**EXCERPTED PASSAGE:**
▽

Since returning red cells causes the body to replace plasma more rapidly, a donor can provide up to a liter of plasma at a time and can donate with only a few days between donations, unlike the 56-day deferral for blood donation. The amount allowed in a donation varies vastly from country to country, but generally does not exceed two donations, each as much as a liter (one-third of the total plasma volume), per seven-day period. If a significant amount of red blood cells cannot be returned, the donor may not donate for 56 days, just as if they had donated a unit of blood. Depending on the collection system and the operation, the removed plasma may be replaced by saline. The body typically replaces the collected volume within 24 hours, and donors typically donate up to twice a week, though this varies by country.[citation needed]

The collected plasma is promptly frozen at lower than -20 °C (-4 °F) and is typically shipped to a processing facility for fractionation. This process separates the collected plasma into specific components, such as albumin and immunoglobulins, most of which are made into medications for human use. Sometimes the plasma is thawed and transfused as Fresh Frozen Plasma (FFP), much like the plasma from a normal blood donation.[citation needed]

Manual method
For the manual method, approximately the same as a whole blood donation is collected from the donor. The collected blood is then separated by centrifuge machines in separate rooms, the plasma is pressed out of the collection set into a satellite container, and the red blood cells are returned to the donor.

△

**CHECK YOUR UNDERSTANDING:**
1. Write out the plasma donation passage from "The collected plasma is" through "to the donor.".
2. Summarize the plasma donation passage in two sentences.
The listing has nothing to do with the plasma donation passage.

**GIVEN ENTRIES:**
▽

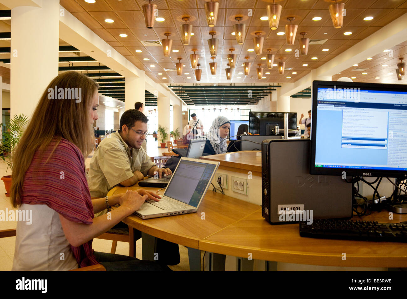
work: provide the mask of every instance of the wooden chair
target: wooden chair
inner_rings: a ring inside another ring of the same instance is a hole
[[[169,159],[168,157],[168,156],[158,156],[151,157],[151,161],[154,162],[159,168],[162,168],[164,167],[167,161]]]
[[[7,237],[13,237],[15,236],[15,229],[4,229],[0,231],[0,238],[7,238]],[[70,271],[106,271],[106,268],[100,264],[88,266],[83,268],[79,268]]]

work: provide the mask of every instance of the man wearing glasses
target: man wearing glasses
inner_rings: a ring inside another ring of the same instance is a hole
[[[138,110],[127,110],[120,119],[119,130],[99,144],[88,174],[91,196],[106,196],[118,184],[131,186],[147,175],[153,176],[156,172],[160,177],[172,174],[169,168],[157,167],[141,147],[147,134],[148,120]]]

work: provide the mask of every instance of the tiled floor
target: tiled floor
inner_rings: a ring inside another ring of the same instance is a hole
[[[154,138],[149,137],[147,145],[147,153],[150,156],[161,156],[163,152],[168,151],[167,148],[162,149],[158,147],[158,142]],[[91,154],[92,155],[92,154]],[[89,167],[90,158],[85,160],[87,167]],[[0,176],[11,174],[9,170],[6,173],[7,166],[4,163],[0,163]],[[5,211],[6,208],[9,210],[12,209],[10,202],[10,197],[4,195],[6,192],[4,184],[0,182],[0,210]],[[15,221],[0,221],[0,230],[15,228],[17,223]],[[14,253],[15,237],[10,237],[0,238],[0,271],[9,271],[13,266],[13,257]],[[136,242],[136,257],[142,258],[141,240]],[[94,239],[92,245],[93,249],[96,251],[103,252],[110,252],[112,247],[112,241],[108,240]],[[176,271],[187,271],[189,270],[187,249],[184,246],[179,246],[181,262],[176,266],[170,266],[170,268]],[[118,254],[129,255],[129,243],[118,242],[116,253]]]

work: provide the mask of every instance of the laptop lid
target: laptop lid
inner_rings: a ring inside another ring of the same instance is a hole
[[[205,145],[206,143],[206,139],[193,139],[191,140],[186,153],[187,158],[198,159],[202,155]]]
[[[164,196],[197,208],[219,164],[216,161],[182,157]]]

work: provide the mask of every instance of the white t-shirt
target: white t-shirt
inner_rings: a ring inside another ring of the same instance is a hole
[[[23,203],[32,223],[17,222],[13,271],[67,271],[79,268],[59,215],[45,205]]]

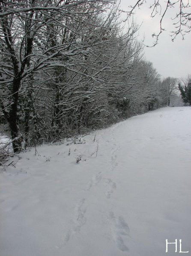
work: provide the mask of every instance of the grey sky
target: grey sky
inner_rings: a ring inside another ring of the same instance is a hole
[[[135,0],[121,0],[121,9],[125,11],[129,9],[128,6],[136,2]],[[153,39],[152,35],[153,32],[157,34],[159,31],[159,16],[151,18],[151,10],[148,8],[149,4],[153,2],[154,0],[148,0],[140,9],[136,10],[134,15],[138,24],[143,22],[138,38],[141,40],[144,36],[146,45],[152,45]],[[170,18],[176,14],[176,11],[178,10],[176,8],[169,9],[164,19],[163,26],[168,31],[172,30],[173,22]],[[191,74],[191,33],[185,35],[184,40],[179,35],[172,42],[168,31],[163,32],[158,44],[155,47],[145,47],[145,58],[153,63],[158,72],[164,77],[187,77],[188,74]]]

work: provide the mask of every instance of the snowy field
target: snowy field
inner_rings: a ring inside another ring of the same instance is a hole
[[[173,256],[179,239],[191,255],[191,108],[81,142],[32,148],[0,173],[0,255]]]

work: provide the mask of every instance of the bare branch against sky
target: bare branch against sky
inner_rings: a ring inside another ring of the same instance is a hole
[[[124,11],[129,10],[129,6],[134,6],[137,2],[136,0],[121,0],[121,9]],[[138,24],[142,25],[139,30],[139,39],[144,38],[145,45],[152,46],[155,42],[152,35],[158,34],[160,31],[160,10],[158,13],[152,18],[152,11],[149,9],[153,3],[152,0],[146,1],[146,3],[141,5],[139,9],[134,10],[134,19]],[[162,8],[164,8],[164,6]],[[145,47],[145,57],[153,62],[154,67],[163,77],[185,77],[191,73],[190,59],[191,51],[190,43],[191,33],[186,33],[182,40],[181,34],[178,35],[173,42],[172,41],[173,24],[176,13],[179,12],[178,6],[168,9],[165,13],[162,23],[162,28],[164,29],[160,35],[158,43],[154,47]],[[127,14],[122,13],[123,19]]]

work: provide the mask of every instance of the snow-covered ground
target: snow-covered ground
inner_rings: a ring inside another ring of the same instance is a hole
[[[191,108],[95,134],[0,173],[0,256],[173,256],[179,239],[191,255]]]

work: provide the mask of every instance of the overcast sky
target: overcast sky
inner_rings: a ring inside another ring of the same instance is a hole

△

**ANSWERS TO EACH TASK:**
1.
The collected plasma is promptly frozen at lower than -20 °C (-4 °F) and is typically shipped to a processing facility for fractionation. This process separates the collected plasma into specific components, such as albumin and immunoglobulins, most of which are made into medications for human use. Sometimes the plasma is thawed and transfused as Fresh Frozen Plasma (FFP), much like the plasma from a normal blood donation.[citation needed]

Manual method
For the manual method, approximately the same as a whole blood donation is collected from the donor. The collected blood is then separated by centrifuge machines in separate rooms, the plasma is pressed out of the collection set into a satellite container, and the red blood cells are returned to the donor.

2. Because red cells are returned, a plasma donor can give up to a liter at a time and donate again after only a few days, generally no more than twice per seven-day period, instead of waiting the 56 days required after blood donation. The collected plasma is frozen below -20 °C (-4 °F) and usually sent for fractionation into components such as albumin and immunoglobulins, most of which are made into medications.